▶ **Task goal**
Without changing a single word, write out every entry.

▶ **Data supplied**
----------------

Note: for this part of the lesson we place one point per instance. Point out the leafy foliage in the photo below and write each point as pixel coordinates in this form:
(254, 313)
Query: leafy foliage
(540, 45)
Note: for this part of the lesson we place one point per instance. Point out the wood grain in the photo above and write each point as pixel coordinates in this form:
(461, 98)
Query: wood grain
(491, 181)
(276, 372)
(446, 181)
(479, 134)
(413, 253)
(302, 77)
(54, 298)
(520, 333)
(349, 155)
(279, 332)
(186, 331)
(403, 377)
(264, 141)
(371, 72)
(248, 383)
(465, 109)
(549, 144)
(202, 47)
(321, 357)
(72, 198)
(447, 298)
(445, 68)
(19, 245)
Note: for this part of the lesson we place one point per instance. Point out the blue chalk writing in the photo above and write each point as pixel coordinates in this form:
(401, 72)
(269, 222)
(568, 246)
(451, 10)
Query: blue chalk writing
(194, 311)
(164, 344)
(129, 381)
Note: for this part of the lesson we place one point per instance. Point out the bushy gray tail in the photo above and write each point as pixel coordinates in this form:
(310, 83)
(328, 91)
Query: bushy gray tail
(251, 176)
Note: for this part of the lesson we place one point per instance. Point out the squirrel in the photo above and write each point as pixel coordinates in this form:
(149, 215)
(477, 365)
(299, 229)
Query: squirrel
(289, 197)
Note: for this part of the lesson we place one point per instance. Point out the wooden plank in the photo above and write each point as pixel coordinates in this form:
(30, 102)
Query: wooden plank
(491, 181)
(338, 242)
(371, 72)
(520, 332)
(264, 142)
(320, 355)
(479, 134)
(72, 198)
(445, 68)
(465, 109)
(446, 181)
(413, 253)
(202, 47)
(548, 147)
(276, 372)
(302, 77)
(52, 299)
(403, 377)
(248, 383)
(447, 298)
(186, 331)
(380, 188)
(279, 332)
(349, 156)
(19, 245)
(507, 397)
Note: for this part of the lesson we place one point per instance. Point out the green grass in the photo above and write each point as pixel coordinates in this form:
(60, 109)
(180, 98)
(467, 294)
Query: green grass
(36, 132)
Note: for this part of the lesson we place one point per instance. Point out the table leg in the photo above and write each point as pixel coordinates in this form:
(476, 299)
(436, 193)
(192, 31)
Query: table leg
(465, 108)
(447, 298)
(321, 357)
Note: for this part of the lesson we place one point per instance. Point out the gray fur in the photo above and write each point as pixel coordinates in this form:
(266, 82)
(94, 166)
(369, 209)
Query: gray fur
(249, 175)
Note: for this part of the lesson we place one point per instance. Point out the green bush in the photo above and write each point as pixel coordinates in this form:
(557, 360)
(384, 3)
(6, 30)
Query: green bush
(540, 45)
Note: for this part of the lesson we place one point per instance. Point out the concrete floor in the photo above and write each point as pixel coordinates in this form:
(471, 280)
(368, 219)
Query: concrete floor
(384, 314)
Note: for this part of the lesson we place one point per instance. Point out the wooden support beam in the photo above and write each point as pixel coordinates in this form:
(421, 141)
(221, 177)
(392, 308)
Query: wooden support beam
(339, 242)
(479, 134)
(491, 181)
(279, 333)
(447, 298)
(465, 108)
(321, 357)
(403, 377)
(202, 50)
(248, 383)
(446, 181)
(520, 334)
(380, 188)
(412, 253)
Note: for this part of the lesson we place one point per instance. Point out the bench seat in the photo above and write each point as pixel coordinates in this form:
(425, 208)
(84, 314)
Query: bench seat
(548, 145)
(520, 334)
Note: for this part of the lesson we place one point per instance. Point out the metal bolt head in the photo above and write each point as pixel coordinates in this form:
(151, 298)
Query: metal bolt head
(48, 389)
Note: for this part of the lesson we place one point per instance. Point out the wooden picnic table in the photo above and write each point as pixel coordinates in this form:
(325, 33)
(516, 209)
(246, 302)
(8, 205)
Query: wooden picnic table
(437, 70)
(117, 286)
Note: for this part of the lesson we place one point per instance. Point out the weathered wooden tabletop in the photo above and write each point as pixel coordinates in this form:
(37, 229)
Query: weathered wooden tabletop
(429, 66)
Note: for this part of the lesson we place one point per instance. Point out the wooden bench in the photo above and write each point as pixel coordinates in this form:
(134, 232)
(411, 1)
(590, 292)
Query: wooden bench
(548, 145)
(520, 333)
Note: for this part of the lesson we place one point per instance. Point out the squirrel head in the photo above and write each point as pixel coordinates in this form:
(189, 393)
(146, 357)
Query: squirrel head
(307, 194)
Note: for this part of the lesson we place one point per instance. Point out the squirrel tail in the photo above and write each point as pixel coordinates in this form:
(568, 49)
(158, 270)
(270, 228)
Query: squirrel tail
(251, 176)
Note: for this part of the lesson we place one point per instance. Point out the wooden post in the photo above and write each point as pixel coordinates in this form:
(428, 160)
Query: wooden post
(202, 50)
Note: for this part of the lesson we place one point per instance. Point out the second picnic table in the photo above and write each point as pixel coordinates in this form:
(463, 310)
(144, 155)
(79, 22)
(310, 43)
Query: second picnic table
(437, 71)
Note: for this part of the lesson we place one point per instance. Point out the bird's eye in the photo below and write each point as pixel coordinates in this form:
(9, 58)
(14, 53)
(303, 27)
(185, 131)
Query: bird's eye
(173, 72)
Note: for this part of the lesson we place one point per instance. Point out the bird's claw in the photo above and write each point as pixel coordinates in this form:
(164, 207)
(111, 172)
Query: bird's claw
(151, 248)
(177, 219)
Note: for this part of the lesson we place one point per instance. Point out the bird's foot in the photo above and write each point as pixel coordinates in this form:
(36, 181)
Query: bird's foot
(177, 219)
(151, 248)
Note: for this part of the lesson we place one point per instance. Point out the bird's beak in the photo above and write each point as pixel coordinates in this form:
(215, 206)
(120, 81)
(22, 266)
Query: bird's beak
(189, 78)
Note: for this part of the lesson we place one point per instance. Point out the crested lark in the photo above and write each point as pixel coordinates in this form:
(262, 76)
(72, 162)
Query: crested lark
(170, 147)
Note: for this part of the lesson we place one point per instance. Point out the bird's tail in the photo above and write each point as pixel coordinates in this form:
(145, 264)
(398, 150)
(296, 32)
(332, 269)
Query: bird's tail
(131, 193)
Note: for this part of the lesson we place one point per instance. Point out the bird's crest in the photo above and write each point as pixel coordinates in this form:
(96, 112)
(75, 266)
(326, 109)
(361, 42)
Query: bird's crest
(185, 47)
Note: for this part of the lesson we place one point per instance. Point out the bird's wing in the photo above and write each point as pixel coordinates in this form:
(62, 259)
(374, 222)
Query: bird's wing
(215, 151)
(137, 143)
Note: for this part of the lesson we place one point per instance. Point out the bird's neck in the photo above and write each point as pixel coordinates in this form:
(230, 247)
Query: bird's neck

----------------

▶ **Solution for this task**
Note: for this part of the lesson we place one point per instance. Point out the leafy foliage in the photo below and write each point as pixel coordinates in this form:
(254, 313)
Query: leafy foliage
(540, 45)
Note: for this part of the lesson we place one point per instance. Point out the wood grain in the photo above and write each point as pixel coordinates in this form:
(461, 98)
Query: wood grain
(491, 181)
(276, 372)
(446, 181)
(479, 134)
(413, 253)
(302, 77)
(54, 298)
(520, 333)
(349, 155)
(279, 332)
(186, 331)
(403, 377)
(264, 141)
(371, 72)
(248, 383)
(465, 109)
(549, 144)
(202, 47)
(321, 357)
(72, 198)
(447, 298)
(445, 68)
(19, 245)
Note: for this part of the lesson we place one point per instance. Point out the blue chalk writing in the photo above and write each point as pixel coordinates in this form:
(401, 72)
(269, 222)
(568, 246)
(451, 10)
Query: blue chalk writing
(194, 311)
(164, 344)
(129, 381)
Note: for this part of the lesson we place one point per instance. Point out the bushy gray tail in the photo above and write each point as pixel coordinates in this form:
(310, 83)
(328, 91)
Query: bushy gray tail
(251, 176)
Note: for this part of the lesson we place one point per instance. Point out the squirrel in the photo above and write each point as pixel coordinates in this form:
(149, 215)
(477, 365)
(299, 229)
Query: squirrel
(289, 197)
Note: for this part of the lesson we place one point per instance. Point out the wooden plank in the photo above and write each point as pixel coordinates in this form:
(30, 102)
Query: wooden plank
(491, 181)
(338, 242)
(371, 72)
(520, 332)
(264, 142)
(320, 355)
(479, 134)
(72, 198)
(445, 68)
(465, 109)
(446, 181)
(413, 253)
(202, 47)
(548, 147)
(276, 372)
(302, 77)
(52, 299)
(403, 377)
(248, 383)
(447, 298)
(186, 331)
(380, 188)
(279, 332)
(349, 156)
(19, 245)
(507, 397)
Note: for this part of the lesson we place one point per instance. Point out the green grass in the photo above and write each point as pixel coordinates in this form:
(60, 109)
(180, 98)
(467, 294)
Query: green grass
(36, 132)
Note: for this part of the lesson we place one point per instance. Point out the table leg in the photo above and write each point as pixel coordinates in this form:
(476, 299)
(436, 193)
(192, 31)
Query: table leg
(465, 108)
(447, 298)
(321, 357)
Note: for this part of the lesson we place one point per instance. Point out the gray fur in the photo above and write each point as pixel coordinates in this form:
(266, 82)
(94, 166)
(369, 209)
Query: gray fur
(249, 175)
Note: for this part of the lesson we place one point per instance. Point out the green bush in the photo above and write each point as pixel coordinates in this form:
(557, 360)
(384, 3)
(6, 30)
Query: green bush
(540, 45)
Note: for this part of the lesson we place one point per instance. Point out the concrete floor in the photo above and write each point as pixel coordinates in this form:
(471, 280)
(368, 219)
Query: concrete floor
(384, 314)
Note: for this part of the lesson we place one point per instance. Point out the wooden support beam in the photo above and write each point as pixel coordinates in this form:
(421, 141)
(221, 177)
(392, 308)
Query: wooden support beam
(339, 242)
(479, 134)
(491, 181)
(279, 333)
(447, 298)
(465, 108)
(321, 357)
(403, 377)
(202, 50)
(248, 383)
(446, 181)
(520, 334)
(380, 188)
(412, 253)
Note: for this part of the lesson we place one point per instance. Point out the bench seat in the photo above and write each point as pixel coordinates in this form:
(425, 208)
(84, 314)
Query: bench seat
(548, 145)
(520, 334)
Note: for this part of the lesson we place one point per instance. Point out the metal bolt head in the photo above and write each point as pixel coordinates in this form:
(151, 298)
Query: metal bolt head
(48, 389)
Note: for this part of the lesson we place one point per instance. Point out the wooden picnic table in the photo above and write each point as pixel coordinates in this form:
(325, 33)
(516, 209)
(246, 302)
(8, 205)
Query: wooden picnic table
(437, 70)
(117, 286)
Note: for this part of the lesson we place one point per instance. Point out the weathered wooden tabletop in the photo above and write each point as pixel coordinates in this form:
(37, 229)
Query: weathered wooden tabletop
(429, 66)
Note: for this part of the lesson we place one point per instance. Point out the wooden bench in the photo above and write each point as pixel coordinates in this form:
(134, 232)
(411, 1)
(590, 292)
Query: wooden bench
(548, 145)
(520, 333)
Note: for this part of the lesson we place one point per instance. Point out the squirrel head in the photo above and write each point as pixel coordinates in this form:
(189, 393)
(146, 357)
Query: squirrel head
(307, 194)
Note: for this part of the lesson we place one point per instance. Point out the squirrel tail in the photo above and write each point as pixel coordinates in this form:
(568, 49)
(158, 270)
(270, 228)
Query: squirrel tail
(251, 176)
Note: for this part of the lesson we place one point per instance. Point out the wooden post in the photo above and write each point as pixel coordinates in this form:
(428, 160)
Query: wooden post
(202, 50)
Note: for this part of the lesson we place one point per instance. Point out the second picnic table in the photo above and write each point as pixel coordinates in this form:
(463, 310)
(144, 155)
(79, 22)
(310, 43)
Query: second picnic table
(437, 71)
Note: for this part of the lesson we place one point per instance. Point out the bird's eye in the photo below and write each point as pixel coordinates in this form:
(9, 58)
(14, 53)
(303, 27)
(185, 131)
Query: bird's eye
(173, 72)
Note: for this part of the lesson we place one point per instance. Point out the bird's claw in the photo above and write each point as pixel coordinates in this form:
(164, 207)
(111, 172)
Query: bird's claw
(151, 248)
(177, 219)
Note: for this part of the lesson we place one point per instance. Point out the bird's foot in the photo above and write each point as pixel coordinates in this form:
(36, 181)
Query: bird's foot
(177, 219)
(151, 248)
Note: for this part of the lesson we place one point per instance. Point out the bird's beak in the photo above and write each point as pixel coordinates in this form:
(215, 206)
(120, 81)
(22, 266)
Query: bird's beak
(189, 78)
Note: for this part of the lesson we place one point per instance. Point out the crested lark in the photo above and write each point as pixel coordinates in this form:
(262, 76)
(72, 162)
Query: crested lark
(170, 147)
Note: for this part of the lesson we place one point per instance. Point out the bird's tail in the photo above and write each point as pixel coordinates in this form:
(145, 264)
(398, 150)
(296, 32)
(332, 269)
Query: bird's tail
(131, 193)
Note: for this part of the lesson we place one point per instance. Point out the bird's crest in the photo above and write each point as pixel coordinates in this form:
(96, 112)
(75, 266)
(326, 109)
(361, 42)
Query: bird's crest
(185, 47)
Note: for this part of the lesson we place one point per instance. Point out the bird's wing in the photo above and write each point as pixel coordinates in this form:
(62, 259)
(374, 222)
Query: bird's wing
(215, 151)
(137, 143)
Note: for this part of the lesson we place one point per instance. Point out the bird's neck in the photo above and write each point as pixel coordinates in this form:
(230, 247)
Query: bird's neck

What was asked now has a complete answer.